TASKS TO PERFORM:
1 - Answer these questions about the Father's Day essay:
(a) What is the father's favorite dessert?
(b) For how many years has the father been battling the disease?
(c) At what time did he arrive at the hospital when the third daughter was born?
2 - Could you continue the Father's Day essay about the writer's father from its last sentence?

DOCUMENT EXCERPT:
=== Section Start ===
As Father’s Day approaches, it will bring me immense joy and happiness to see my three girls celebrating their father and my wonderful husband. He is their super hero, and the term “daddy’s girls” is an understatement.
Not only will my girls celebrate their father, but I will celebrate my father as well. He will come to the Father’s Day BBQ that I host year after year. He will sit outside on my patio and eat a hamburger, and for dessert, he will have a linzer tart, which is his favorite. He will be in the midst of our boisterous family.
But the father I once knew won’t be there.
My father has been battling frontotemporal dementia, specifically, corticobasal degeneration (which is early onset of dementia) for the last seven years. Each passing year, the disease progresses. Every year we think, “This is getting bad,” until the next year passes and it gets worse. At this point in time, he cannot speak or communicate with us in any way. He cannot perform daily activities and relies on my mother and a home health care aide for full-time assistance. His infectious laugh was his hallmark trait and we lost that this past year.
I am 37 years old, and I still have my father on this earth. For that, I am grateful. I don’t take it for granted. Not for a second. I had him for all of my childhood and now my adulthood. He was healthy when he walked me down the aisle at my wedding. He came to the hospital at 3 a.m. when I was in “false labor” with my first daughter. He returned the following week at 4 a.m. when I really was in labor and she was born.
He was recently diagnosed when I was pregnant with my second daughter, but he was there when she was born and excited that she was the first of his grandchildren to look Sephardic, like him. He took my girls to synagogue, the zoo, the merry-go-round, and the park. He held hands with them. We went on two family vacations to the Caribbean, and he danced with my daughters.
He was barely speaking when I was pregnant with my third daughter, but he was the first person I told when I shared the news. He came to the hospital at 6 a.m. when I gave birth to her. I have a really great picture of him standing over her bassinet in the hospital, looking intently at her. He could not speak but became very emotional. She is named after him. He was at her baby naming and he heard the rabbi say wonderful things about him when she received her Hebrew name.
=== Section End ===
DATA SECTION:
=== Section Start ===
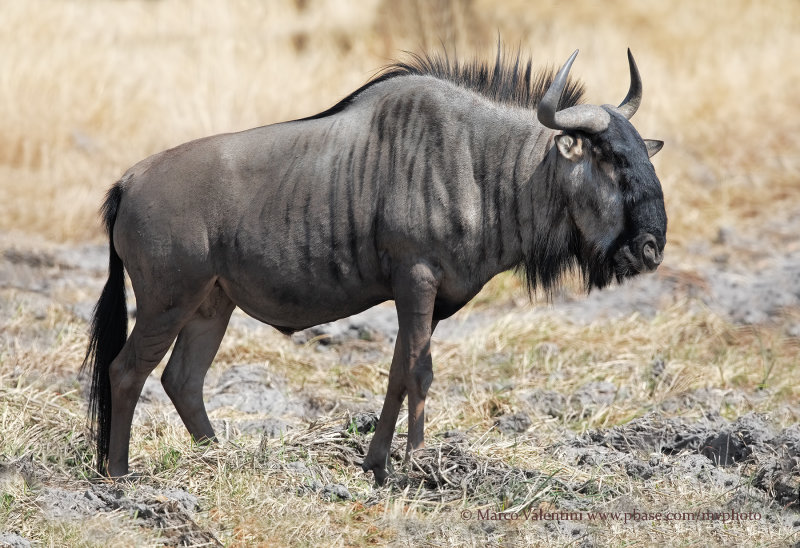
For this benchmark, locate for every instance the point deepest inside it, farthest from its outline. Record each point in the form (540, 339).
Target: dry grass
(89, 88)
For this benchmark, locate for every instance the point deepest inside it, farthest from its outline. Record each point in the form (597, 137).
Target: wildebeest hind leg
(149, 341)
(194, 351)
(411, 372)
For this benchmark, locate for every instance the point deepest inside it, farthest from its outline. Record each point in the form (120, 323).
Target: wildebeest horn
(588, 118)
(631, 102)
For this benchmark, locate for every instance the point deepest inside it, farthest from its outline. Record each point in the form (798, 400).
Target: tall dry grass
(89, 88)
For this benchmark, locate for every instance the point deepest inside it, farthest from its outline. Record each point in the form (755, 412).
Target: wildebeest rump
(419, 187)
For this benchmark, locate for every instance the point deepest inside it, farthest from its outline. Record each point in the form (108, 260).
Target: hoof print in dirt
(516, 423)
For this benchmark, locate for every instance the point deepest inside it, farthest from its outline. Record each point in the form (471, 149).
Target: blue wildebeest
(419, 187)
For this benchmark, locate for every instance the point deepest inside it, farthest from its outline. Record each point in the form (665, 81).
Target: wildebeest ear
(653, 146)
(570, 147)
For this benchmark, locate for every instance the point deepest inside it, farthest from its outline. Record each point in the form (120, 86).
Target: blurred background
(89, 88)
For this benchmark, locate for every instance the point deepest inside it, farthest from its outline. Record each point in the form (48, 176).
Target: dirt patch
(745, 453)
(167, 510)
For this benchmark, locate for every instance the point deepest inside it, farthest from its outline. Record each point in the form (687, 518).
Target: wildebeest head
(613, 194)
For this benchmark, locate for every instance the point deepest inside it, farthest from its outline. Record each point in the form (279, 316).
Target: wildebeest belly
(294, 298)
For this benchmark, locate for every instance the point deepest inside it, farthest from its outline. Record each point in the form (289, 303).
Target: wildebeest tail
(109, 330)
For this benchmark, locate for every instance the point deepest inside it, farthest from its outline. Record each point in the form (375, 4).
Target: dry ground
(677, 393)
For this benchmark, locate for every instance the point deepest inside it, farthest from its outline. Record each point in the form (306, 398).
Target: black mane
(510, 80)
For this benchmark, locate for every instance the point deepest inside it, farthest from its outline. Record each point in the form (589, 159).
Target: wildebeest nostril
(650, 255)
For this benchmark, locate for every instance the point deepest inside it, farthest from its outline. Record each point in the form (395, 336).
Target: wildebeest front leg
(411, 372)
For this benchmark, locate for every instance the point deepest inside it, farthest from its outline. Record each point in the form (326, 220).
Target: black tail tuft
(109, 330)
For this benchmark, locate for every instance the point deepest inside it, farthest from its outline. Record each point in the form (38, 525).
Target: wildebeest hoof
(379, 471)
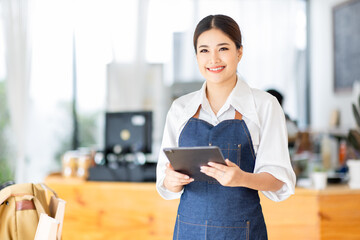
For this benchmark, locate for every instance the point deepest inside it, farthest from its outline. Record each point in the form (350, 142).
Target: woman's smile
(216, 69)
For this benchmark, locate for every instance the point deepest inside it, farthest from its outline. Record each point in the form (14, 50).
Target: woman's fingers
(175, 177)
(212, 171)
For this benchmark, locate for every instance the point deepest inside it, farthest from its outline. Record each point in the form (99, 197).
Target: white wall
(323, 98)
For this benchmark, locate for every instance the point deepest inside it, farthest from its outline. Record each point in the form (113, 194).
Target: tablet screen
(188, 160)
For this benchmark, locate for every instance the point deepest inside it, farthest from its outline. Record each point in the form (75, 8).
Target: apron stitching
(252, 151)
(239, 158)
(206, 225)
(205, 229)
(247, 230)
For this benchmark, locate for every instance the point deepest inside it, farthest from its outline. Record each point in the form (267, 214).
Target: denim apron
(208, 210)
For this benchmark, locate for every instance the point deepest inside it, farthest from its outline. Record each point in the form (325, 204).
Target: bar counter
(126, 210)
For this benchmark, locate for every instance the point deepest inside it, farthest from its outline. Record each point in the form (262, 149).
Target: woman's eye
(223, 49)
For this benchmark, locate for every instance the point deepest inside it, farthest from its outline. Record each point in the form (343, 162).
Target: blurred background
(65, 64)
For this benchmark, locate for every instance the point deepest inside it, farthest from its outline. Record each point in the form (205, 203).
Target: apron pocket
(228, 230)
(188, 228)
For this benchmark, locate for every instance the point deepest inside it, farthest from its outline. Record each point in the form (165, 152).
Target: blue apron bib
(208, 210)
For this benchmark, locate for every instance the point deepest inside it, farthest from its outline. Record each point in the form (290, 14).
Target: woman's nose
(214, 58)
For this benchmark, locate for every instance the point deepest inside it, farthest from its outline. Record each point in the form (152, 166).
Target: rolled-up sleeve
(169, 140)
(273, 154)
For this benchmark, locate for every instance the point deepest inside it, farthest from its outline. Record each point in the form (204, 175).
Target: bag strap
(44, 186)
(5, 193)
(39, 207)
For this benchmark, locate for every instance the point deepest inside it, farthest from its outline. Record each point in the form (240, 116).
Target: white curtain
(18, 64)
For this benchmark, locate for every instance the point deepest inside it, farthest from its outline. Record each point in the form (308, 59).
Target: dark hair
(224, 23)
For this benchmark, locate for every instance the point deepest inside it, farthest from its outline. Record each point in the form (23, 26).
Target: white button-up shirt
(264, 118)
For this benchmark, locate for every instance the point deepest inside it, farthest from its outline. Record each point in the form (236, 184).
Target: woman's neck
(217, 94)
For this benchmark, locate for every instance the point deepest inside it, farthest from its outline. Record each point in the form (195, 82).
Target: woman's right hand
(175, 181)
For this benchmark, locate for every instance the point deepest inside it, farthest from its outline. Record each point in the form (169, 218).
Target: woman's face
(217, 56)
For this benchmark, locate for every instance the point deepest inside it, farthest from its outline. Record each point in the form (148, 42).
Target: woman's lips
(216, 69)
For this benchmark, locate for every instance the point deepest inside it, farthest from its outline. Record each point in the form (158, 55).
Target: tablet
(188, 160)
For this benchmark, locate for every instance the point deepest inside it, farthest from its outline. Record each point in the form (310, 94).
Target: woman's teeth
(216, 69)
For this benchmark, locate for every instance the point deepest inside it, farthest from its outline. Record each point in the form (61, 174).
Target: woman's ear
(240, 53)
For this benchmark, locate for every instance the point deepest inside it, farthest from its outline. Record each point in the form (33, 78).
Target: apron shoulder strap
(238, 115)
(196, 115)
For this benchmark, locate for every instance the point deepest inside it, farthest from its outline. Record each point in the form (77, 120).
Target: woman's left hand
(230, 175)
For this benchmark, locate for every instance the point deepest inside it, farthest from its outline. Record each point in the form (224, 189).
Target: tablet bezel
(188, 160)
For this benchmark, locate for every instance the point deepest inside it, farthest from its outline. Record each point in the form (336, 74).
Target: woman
(249, 127)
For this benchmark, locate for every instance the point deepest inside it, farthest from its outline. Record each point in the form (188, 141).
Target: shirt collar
(241, 98)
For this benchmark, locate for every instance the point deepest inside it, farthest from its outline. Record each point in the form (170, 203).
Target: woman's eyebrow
(220, 44)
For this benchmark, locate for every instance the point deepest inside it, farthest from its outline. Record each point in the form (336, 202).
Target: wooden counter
(118, 210)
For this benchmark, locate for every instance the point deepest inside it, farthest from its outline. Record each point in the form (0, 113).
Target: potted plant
(354, 141)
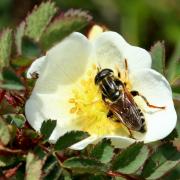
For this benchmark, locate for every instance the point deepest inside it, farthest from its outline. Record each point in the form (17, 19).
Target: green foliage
(163, 160)
(33, 167)
(27, 154)
(69, 139)
(16, 119)
(103, 151)
(37, 21)
(5, 47)
(131, 159)
(73, 20)
(10, 80)
(19, 36)
(51, 168)
(47, 128)
(158, 57)
(4, 133)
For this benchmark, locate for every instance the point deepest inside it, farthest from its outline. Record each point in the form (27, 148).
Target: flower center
(90, 109)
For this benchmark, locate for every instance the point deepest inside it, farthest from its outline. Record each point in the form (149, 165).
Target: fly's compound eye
(102, 74)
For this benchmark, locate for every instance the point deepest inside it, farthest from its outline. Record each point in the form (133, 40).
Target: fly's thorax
(111, 88)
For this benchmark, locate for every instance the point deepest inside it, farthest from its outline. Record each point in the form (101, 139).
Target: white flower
(65, 90)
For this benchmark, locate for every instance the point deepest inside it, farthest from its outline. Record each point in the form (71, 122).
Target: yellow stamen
(91, 110)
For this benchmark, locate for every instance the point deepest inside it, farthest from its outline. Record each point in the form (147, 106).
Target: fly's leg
(136, 93)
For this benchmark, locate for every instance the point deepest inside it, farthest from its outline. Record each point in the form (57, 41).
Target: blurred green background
(141, 22)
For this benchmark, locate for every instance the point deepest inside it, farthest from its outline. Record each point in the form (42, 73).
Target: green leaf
(85, 165)
(73, 20)
(5, 47)
(17, 119)
(174, 174)
(103, 151)
(51, 168)
(69, 139)
(131, 159)
(4, 133)
(10, 80)
(19, 36)
(8, 160)
(158, 57)
(47, 128)
(162, 161)
(33, 167)
(37, 21)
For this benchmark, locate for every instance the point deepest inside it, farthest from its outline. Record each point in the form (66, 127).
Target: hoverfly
(120, 100)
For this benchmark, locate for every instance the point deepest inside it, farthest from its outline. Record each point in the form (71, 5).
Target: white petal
(36, 67)
(111, 49)
(82, 144)
(157, 90)
(66, 62)
(117, 141)
(41, 107)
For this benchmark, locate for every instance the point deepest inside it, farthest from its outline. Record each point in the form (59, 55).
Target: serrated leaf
(7, 160)
(131, 159)
(4, 133)
(69, 139)
(47, 128)
(33, 167)
(73, 20)
(17, 119)
(37, 21)
(85, 165)
(163, 160)
(19, 36)
(158, 57)
(10, 80)
(103, 151)
(174, 174)
(51, 168)
(5, 47)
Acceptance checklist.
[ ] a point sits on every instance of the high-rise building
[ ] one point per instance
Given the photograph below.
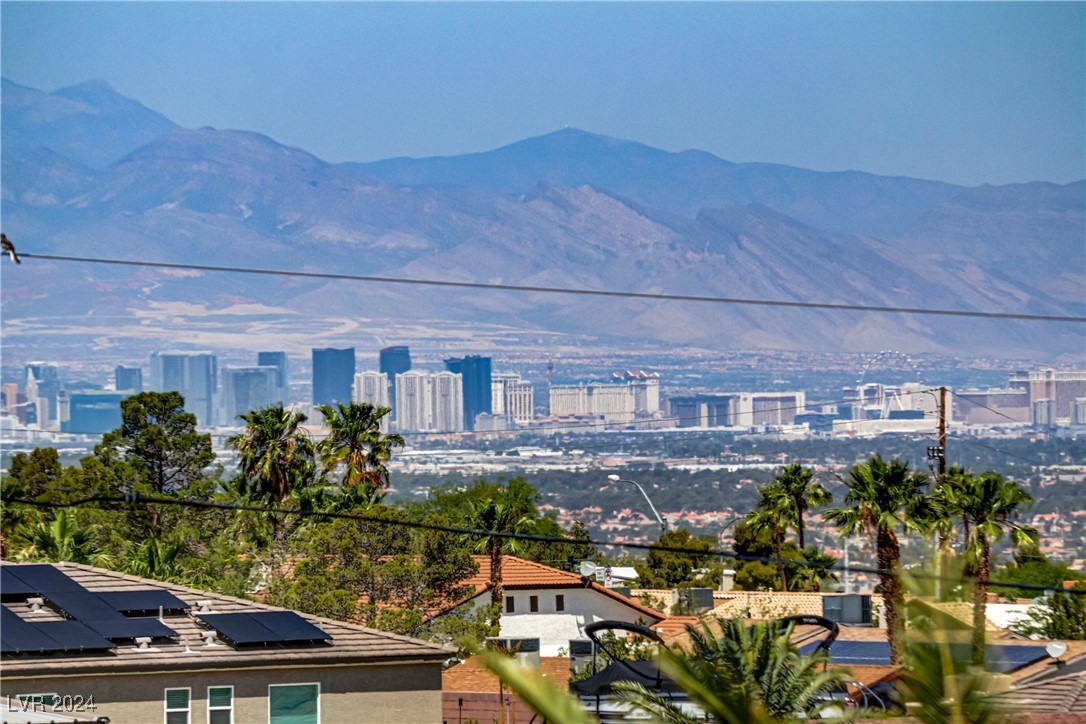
(93, 413)
(42, 386)
(194, 375)
(244, 390)
(477, 385)
(332, 376)
(394, 360)
(128, 379)
(512, 397)
(277, 359)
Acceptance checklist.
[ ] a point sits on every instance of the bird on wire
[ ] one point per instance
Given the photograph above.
(9, 248)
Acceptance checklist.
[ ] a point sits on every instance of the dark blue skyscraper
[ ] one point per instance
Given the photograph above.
(332, 376)
(477, 385)
(394, 360)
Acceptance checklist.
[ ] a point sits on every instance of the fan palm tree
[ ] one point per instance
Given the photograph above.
(773, 513)
(743, 675)
(799, 485)
(275, 457)
(990, 505)
(883, 497)
(500, 519)
(356, 442)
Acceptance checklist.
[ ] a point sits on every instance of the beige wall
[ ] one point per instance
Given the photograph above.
(374, 694)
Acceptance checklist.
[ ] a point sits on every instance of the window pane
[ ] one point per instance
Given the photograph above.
(293, 705)
(219, 696)
(177, 698)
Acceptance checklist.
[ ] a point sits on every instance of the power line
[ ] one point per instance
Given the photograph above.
(548, 540)
(563, 290)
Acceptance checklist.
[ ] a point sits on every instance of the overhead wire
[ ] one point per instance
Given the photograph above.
(528, 537)
(657, 296)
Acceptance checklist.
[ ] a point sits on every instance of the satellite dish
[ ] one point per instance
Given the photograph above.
(1056, 649)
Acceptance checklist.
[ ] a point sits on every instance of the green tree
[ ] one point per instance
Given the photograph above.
(798, 484)
(774, 515)
(745, 674)
(990, 506)
(882, 498)
(667, 569)
(356, 443)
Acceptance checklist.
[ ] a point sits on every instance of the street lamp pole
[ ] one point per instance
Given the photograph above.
(664, 523)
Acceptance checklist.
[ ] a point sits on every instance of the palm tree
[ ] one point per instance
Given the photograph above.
(500, 519)
(275, 456)
(883, 497)
(743, 675)
(798, 484)
(773, 515)
(62, 540)
(989, 504)
(355, 441)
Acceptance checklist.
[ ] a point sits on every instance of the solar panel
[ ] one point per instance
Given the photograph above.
(144, 602)
(264, 627)
(45, 579)
(13, 587)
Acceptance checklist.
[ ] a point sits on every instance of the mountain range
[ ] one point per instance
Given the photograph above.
(89, 173)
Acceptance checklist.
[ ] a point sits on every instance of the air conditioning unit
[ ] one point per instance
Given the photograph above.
(580, 653)
(525, 650)
(848, 609)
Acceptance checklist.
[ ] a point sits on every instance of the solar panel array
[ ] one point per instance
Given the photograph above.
(97, 621)
(264, 629)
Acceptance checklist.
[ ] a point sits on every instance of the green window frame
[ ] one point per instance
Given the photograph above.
(219, 705)
(177, 706)
(294, 703)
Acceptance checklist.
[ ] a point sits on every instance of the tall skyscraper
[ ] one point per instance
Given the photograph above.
(478, 394)
(247, 389)
(42, 386)
(192, 373)
(128, 379)
(332, 376)
(394, 360)
(277, 359)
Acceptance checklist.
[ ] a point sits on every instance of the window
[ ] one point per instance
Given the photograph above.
(219, 705)
(178, 706)
(294, 703)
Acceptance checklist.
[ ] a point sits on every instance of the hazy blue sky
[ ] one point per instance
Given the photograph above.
(963, 91)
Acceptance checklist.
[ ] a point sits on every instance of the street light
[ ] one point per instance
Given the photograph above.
(664, 523)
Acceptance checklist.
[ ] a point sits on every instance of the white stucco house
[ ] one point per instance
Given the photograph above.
(552, 605)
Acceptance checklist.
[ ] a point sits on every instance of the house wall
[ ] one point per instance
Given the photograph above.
(555, 629)
(370, 694)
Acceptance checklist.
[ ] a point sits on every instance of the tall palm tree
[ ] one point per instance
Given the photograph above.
(773, 513)
(743, 675)
(274, 453)
(883, 497)
(990, 506)
(799, 485)
(501, 518)
(355, 441)
(275, 457)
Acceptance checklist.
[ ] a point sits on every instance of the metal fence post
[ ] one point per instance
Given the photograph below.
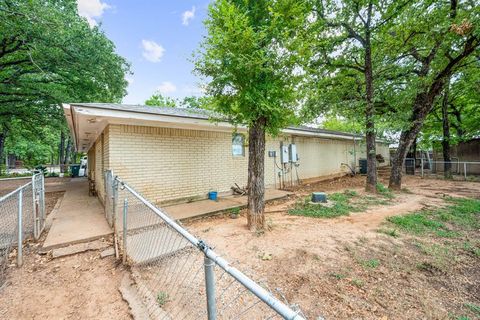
(35, 211)
(421, 165)
(20, 229)
(125, 208)
(114, 203)
(210, 288)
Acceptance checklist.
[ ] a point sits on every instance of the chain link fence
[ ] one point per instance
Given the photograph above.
(179, 276)
(22, 216)
(455, 169)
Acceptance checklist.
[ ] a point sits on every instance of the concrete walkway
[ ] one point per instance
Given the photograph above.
(80, 218)
(205, 207)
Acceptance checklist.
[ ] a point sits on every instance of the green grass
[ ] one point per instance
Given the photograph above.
(343, 203)
(461, 213)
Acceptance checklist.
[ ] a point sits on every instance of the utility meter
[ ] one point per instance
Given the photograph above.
(283, 153)
(292, 153)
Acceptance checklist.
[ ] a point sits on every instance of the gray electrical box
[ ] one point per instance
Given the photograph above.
(292, 153)
(283, 153)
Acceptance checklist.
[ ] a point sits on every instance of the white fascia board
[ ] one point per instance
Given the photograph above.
(156, 120)
(317, 134)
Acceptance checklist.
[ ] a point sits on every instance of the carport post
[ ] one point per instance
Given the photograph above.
(124, 226)
(20, 229)
(210, 288)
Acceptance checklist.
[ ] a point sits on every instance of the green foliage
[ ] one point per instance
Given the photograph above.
(336, 123)
(195, 102)
(50, 55)
(464, 213)
(249, 57)
(158, 100)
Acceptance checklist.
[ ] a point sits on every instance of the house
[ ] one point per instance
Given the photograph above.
(174, 154)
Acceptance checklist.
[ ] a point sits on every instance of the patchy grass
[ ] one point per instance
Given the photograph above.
(342, 203)
(460, 214)
(370, 263)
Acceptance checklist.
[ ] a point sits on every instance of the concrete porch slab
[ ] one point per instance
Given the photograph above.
(80, 218)
(206, 207)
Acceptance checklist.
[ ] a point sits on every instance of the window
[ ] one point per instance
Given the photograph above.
(238, 145)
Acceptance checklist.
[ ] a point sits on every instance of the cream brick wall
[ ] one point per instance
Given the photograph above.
(166, 164)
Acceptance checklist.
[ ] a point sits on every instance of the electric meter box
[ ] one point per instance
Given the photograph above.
(283, 153)
(292, 153)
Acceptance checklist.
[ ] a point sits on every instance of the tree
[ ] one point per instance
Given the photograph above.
(50, 55)
(158, 100)
(250, 59)
(431, 41)
(347, 62)
(195, 102)
(454, 117)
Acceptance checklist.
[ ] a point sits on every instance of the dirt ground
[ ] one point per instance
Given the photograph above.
(321, 263)
(81, 286)
(53, 184)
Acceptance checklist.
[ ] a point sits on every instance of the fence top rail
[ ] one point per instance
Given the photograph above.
(440, 161)
(281, 308)
(15, 191)
(17, 178)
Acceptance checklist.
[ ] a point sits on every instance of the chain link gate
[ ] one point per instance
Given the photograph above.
(38, 198)
(22, 216)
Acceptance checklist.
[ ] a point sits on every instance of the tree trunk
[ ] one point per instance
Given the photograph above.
(447, 168)
(371, 185)
(423, 105)
(256, 183)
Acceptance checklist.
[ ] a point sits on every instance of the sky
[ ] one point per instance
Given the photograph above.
(157, 37)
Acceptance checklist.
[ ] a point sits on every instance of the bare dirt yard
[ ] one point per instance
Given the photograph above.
(364, 258)
(81, 286)
(358, 265)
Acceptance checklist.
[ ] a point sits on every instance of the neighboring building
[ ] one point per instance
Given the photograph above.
(171, 154)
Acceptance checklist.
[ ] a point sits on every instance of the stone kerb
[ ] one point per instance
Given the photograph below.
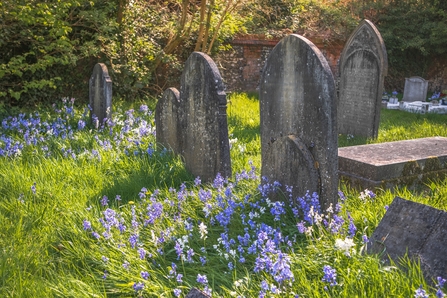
(414, 229)
(166, 120)
(415, 89)
(298, 120)
(100, 95)
(203, 129)
(363, 66)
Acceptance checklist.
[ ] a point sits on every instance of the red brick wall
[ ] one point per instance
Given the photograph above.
(241, 66)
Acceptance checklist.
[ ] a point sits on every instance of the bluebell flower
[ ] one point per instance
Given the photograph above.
(87, 225)
(126, 265)
(177, 292)
(144, 274)
(142, 253)
(202, 260)
(202, 279)
(420, 293)
(365, 239)
(81, 124)
(96, 235)
(133, 239)
(330, 275)
(138, 286)
(33, 188)
(277, 210)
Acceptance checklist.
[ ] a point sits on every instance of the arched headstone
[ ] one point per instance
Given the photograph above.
=== Section End ===
TASK-BY-TASK ANSWERS:
1 -
(a) A linzer tart.
(b) Seven years.
(c) 6 a.m.

2 -
Most recently, we took another family vacation and my father was there with my mother and all of his children and grandchildren. He could not participate in most of the activities as he was wheelchair bound, but he knew that he was surrounded by the most important people in his life. I know he was happy because he would look at us and shed a tear and give a weak chuckle.
We have had almost seven years to cope with his illness. My mother, sisters, and I have become each other’s support network. We have finally gotten used to the fact that he cannot take care of all of us, and everyone, especially my mother, has become more independent as a result. Despite my anger and sadness, for the most part, I learned to accept it. It’s the circle of life, right?
But on some days, I relapse and can’t cope. I can’t accept the fact that my father is fighting a losing battle. It robbed my father of his mind, his dignity, and his independence. It robbed my mother of her husband and, of course, his daughters of their father.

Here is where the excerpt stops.